--- START ---
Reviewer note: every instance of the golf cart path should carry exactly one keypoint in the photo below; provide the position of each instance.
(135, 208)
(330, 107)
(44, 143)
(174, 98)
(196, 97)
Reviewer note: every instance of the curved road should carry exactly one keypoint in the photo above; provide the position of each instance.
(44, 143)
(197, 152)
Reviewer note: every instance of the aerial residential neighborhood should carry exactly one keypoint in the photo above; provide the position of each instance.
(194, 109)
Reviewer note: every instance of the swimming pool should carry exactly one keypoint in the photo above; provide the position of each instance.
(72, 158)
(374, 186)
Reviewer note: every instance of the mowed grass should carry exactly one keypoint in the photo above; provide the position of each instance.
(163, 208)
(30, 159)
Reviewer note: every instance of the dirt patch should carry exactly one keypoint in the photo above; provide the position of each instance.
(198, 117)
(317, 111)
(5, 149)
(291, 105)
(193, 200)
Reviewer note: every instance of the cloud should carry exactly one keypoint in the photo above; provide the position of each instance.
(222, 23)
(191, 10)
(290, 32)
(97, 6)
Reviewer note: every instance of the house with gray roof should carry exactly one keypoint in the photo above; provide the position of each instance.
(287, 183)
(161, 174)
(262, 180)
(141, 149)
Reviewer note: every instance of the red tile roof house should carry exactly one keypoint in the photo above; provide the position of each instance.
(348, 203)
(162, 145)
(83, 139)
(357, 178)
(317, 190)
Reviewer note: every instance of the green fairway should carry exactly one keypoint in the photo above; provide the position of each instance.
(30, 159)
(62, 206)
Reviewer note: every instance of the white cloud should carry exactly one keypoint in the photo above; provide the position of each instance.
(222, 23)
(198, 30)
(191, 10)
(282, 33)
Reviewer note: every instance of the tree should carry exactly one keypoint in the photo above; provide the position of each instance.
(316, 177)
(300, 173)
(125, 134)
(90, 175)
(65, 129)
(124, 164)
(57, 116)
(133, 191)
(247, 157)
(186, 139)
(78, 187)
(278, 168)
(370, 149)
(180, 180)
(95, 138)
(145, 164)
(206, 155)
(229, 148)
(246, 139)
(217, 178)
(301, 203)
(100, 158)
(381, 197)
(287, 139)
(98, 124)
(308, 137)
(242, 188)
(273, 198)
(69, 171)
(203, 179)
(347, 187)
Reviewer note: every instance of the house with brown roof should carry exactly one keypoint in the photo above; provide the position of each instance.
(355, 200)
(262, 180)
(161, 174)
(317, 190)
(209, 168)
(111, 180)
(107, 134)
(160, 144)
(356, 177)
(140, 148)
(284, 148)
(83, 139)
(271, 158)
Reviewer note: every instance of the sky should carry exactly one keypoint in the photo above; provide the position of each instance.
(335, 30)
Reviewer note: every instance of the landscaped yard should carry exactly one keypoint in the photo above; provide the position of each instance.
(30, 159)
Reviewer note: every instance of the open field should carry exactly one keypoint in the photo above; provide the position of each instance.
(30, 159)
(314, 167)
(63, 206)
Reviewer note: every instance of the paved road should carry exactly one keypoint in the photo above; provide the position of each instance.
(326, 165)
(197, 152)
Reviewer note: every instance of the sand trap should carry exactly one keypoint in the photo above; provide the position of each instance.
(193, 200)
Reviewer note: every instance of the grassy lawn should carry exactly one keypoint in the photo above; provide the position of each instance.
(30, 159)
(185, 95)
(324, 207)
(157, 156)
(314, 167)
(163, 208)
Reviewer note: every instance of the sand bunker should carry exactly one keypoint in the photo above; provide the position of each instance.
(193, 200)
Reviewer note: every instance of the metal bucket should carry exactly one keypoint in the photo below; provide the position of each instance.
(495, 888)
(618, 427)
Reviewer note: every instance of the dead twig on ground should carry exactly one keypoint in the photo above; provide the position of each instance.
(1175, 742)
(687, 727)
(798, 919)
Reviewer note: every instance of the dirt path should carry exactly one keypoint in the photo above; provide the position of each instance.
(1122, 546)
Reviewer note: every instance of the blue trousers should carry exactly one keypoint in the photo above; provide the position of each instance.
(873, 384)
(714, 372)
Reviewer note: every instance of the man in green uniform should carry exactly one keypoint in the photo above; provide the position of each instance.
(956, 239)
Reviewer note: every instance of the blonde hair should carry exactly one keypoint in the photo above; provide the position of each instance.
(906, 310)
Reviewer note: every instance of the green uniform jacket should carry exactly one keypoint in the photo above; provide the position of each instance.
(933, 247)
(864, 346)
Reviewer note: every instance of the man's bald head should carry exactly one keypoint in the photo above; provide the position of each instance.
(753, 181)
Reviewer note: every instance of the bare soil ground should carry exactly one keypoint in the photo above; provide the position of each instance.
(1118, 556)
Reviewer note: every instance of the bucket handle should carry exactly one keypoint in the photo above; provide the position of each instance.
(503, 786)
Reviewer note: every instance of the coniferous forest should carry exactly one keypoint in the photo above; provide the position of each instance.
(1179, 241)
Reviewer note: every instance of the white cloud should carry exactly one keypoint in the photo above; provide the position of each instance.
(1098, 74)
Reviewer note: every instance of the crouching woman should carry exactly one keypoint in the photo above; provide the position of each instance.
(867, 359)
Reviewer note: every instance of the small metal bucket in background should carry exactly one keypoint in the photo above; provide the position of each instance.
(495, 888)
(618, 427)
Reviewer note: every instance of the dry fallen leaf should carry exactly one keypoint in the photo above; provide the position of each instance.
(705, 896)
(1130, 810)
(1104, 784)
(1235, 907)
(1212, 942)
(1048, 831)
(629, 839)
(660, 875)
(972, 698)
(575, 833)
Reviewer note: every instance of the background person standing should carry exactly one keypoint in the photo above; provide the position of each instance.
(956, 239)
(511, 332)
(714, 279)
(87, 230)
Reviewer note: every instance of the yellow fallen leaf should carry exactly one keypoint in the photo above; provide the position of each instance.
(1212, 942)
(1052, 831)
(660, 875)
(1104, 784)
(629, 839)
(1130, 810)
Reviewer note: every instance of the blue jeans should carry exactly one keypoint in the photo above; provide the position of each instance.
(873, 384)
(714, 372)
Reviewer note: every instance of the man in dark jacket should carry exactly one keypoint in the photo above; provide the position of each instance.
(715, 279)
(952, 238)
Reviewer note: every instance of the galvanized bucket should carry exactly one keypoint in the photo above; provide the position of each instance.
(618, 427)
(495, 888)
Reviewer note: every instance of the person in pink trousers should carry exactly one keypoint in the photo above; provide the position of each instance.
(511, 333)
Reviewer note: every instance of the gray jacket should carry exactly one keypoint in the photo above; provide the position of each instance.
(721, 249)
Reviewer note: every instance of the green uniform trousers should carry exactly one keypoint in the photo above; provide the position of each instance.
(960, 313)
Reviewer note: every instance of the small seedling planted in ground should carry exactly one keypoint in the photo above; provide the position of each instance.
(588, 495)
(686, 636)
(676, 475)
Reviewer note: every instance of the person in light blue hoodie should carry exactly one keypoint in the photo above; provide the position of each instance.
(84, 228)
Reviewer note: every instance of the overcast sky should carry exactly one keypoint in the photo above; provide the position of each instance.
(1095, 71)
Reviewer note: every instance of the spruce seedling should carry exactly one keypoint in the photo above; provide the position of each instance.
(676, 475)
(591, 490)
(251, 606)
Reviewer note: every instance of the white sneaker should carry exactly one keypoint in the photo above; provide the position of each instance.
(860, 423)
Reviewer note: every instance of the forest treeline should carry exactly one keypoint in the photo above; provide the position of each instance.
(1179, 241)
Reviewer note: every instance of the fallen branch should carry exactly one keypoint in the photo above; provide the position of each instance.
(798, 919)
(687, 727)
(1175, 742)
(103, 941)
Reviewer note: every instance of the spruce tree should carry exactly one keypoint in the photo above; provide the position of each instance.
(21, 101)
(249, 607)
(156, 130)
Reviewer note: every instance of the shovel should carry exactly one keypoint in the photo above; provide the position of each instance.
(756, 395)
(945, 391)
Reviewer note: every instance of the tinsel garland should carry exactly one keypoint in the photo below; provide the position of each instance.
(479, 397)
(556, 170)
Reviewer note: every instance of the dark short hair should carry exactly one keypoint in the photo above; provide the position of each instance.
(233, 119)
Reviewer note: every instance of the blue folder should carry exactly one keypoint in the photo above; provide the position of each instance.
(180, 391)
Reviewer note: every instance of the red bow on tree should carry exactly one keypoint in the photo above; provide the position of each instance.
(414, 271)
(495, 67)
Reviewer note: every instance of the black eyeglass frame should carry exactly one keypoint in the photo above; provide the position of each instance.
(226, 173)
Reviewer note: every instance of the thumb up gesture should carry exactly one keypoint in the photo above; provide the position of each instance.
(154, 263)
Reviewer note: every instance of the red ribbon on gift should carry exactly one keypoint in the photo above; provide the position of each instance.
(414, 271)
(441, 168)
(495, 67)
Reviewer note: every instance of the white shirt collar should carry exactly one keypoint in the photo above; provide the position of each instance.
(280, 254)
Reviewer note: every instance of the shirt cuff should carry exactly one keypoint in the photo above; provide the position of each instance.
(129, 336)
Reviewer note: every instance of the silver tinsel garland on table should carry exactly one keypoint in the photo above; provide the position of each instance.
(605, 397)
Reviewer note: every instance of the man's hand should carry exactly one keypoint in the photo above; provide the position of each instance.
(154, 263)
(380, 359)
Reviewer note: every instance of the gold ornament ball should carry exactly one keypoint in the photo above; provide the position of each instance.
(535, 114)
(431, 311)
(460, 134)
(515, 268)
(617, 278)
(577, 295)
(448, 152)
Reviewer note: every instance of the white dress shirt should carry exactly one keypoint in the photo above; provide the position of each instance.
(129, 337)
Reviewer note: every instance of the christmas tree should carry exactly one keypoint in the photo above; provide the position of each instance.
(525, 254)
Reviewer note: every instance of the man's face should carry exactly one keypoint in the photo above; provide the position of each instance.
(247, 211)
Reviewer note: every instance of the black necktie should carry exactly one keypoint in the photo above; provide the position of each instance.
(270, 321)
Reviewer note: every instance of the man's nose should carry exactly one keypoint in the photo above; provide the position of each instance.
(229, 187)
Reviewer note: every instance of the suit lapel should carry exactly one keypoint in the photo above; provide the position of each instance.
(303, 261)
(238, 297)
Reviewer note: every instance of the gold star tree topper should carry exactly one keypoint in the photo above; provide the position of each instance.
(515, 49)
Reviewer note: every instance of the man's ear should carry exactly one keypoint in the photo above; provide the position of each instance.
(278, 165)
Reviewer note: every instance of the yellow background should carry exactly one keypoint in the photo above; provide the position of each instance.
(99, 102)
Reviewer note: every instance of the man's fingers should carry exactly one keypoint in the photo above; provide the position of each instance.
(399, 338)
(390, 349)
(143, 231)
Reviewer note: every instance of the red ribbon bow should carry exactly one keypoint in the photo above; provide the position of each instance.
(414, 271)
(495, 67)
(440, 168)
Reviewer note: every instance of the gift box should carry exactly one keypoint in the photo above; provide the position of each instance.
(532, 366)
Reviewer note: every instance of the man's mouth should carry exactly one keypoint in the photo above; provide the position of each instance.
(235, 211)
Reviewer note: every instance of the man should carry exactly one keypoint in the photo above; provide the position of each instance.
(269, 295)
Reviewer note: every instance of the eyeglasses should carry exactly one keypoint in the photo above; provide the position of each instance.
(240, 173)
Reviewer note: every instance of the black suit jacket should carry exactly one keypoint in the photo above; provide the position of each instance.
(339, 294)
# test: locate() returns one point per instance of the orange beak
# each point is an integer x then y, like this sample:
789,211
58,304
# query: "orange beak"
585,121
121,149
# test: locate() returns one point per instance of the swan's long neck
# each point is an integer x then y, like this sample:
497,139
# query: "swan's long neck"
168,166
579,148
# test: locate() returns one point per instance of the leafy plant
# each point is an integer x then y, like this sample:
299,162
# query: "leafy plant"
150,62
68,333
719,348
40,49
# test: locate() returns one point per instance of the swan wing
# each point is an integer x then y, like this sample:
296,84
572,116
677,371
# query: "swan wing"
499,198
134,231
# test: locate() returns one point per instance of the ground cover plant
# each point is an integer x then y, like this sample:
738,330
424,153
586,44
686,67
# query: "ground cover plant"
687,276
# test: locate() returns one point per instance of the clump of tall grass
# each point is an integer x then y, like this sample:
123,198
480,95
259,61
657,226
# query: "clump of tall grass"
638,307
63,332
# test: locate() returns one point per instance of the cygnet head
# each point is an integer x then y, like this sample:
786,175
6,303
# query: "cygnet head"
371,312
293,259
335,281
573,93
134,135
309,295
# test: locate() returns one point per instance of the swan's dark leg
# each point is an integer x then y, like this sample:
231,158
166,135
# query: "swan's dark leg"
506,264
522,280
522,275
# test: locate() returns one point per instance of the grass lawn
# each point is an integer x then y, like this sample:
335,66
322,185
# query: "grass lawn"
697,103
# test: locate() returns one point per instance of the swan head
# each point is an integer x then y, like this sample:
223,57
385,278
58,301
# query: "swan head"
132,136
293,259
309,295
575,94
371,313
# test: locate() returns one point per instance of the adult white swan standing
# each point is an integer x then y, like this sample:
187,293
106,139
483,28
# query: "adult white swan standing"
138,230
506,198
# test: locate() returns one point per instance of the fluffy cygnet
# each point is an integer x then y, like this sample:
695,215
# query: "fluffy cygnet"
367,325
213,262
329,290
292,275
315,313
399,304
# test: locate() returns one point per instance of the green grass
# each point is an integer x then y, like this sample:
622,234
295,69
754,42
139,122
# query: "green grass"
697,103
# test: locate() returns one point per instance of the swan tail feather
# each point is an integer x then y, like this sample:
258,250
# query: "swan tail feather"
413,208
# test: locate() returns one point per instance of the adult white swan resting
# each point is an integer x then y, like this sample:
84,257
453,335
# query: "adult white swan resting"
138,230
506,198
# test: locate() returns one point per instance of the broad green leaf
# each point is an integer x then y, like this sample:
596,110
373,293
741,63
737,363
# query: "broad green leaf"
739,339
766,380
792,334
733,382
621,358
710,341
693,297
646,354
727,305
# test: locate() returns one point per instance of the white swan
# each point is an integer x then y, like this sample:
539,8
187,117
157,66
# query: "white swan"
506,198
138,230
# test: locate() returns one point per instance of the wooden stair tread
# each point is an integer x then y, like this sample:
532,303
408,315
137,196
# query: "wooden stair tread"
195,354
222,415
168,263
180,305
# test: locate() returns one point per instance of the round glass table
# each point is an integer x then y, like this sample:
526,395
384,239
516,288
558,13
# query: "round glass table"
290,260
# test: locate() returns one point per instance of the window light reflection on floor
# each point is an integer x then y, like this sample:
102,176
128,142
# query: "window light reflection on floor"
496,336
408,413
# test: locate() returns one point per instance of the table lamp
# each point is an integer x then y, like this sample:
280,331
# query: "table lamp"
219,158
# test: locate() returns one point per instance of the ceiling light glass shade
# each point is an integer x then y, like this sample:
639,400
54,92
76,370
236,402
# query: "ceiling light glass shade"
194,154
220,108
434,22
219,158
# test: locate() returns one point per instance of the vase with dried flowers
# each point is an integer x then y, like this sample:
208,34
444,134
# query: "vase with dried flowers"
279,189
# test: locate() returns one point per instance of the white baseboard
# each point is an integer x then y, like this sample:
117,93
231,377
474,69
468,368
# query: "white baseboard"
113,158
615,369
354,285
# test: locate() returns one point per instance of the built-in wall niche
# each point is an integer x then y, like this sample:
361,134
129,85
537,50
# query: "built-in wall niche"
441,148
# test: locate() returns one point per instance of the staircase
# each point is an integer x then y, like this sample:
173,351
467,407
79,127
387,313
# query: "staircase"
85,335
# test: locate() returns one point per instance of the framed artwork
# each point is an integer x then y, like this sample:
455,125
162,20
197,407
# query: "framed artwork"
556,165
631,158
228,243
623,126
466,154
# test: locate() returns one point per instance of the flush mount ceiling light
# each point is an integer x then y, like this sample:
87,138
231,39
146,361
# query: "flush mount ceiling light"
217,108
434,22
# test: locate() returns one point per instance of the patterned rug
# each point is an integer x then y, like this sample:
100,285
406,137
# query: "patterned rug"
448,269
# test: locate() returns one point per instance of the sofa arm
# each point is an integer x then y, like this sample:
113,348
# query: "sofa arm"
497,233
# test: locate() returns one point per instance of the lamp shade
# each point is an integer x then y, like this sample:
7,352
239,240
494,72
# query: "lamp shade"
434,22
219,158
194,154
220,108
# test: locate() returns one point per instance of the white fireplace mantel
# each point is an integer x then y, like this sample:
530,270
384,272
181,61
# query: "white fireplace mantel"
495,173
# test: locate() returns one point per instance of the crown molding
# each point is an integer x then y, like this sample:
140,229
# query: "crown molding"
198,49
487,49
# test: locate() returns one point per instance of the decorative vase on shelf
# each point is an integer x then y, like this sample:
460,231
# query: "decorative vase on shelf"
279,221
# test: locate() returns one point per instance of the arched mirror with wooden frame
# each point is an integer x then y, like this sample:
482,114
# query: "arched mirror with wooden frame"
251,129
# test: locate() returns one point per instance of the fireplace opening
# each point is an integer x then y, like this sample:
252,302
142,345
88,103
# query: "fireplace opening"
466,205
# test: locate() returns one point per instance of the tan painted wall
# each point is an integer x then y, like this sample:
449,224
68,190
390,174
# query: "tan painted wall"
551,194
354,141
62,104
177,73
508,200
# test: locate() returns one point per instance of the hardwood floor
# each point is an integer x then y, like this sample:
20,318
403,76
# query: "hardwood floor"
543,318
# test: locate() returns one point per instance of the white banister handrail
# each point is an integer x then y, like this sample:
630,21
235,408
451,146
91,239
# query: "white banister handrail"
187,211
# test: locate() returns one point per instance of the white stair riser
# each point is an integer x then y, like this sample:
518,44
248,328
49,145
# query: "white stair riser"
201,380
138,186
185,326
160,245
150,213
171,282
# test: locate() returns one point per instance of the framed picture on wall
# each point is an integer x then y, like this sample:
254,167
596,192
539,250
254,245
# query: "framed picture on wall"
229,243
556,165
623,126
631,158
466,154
--- END ---
§ Work request
Begin at the line that has "# test: locate() returns one point per instance of the grass" in the entries above; stop after the line that has "the swan head". Transcribe exactly those lines and no others.

§ Solution to this exercise
# test: locate() returns one point per instance of the grass lawn
# each point is an integer x then y, like this sample:
335,66
322,185
# query: "grass lawn"
697,103
# test: locate() returns one point per instance of the swan head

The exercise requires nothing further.